Para Butler (2010, pp. 1–2) , además de la expansión de los mercados, la mercantilización extrema o la hiperdependencia de la ciencia y la tecnología, la sociedad moderna también se caracteriza por un marcada transición cultural. La pérdida de la confianza irrestricta en la religión, el surgimiento de la cultura de masas, la influencia de los medios de comunicación o la reivindicación de los derechos civiles y políticos son un reflejo de ello. En el fondo, esta transición implica una reconfiguración de las esferas pública y privada: ya no se trata de que ciertos fenómenos como la religión o la monarquía sean las fuerzas hegemónicas de la sociedad; ahora, es el Estado-nación, como una creación moderna, el encargado de instituir el orden social y la jerarquía de principios y valores. Más que eso, es el que posee la potestad, entre otras atribuciones, para invadir la esfera privada, determinar los roles de la vida diaria e, inclusive, construir nuevos referentes culturales3.
::::::::
### Tareas por hacer
- A) Según el pasaje sobre la transición cultural de la sociedad moderna, ¿qué entidad es ahora la encargada de instituir el orden social y la jerarquía de principios y valores?
- B) Prosigue el pasaje sobre la transición cultural de la sociedad moderna a partir de su última oración.
El material que viene a continuación no es necesario.

### Sección de datos
::::::::
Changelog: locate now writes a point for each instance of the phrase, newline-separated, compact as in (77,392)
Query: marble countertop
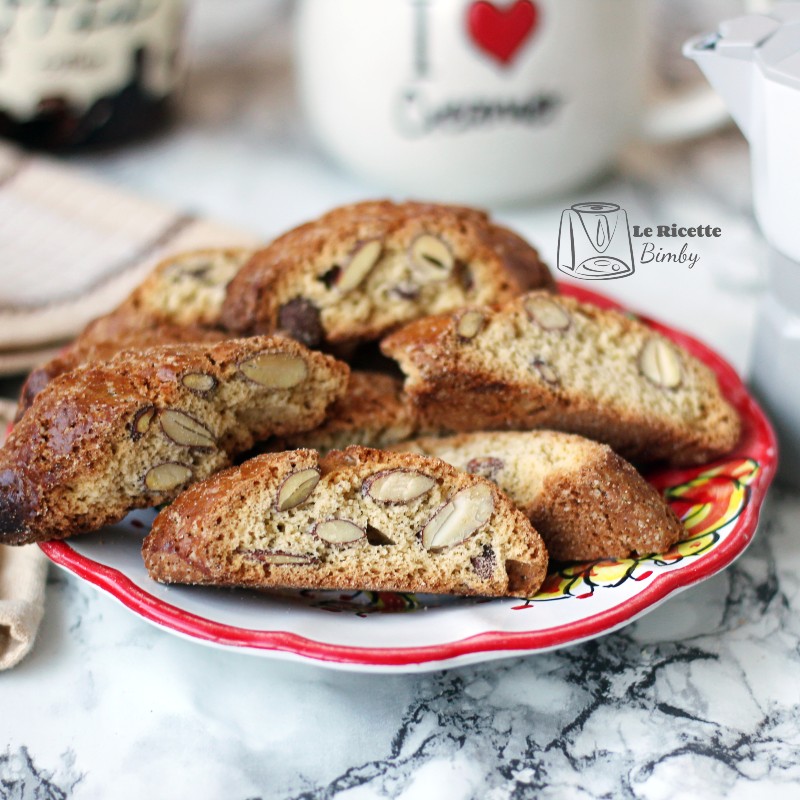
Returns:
(698,699)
::::::::
### Resultados finales
- A) El Estado-nación, como una creación moderna.

- B)
En líneas anteriores se había definido la modernidad como un periodo histórico que partía desde la invención de la imprenta hasta los inicios del siglo XX. No obstante, este intervalo de tiempo es supremamente extenso y heterogéneo si se piensa analizarlo en su conjunto. Por esta razón, algunos autores como Beck et al. (2003) han recurrido a la distinción de una primera modernidad representada por los procesos clásicos de producción tecnificada como, por ejemplo, los hallados en la Revolución Industrial; y una segunda modernidad, caracterizada por la irrupción de la sociedad del riesgo, es decir, una sociedad posindustrializada donde no solo se producen y reparten bienes y servicios, sino también, donde se administran y distribuyen cargas y peligros4.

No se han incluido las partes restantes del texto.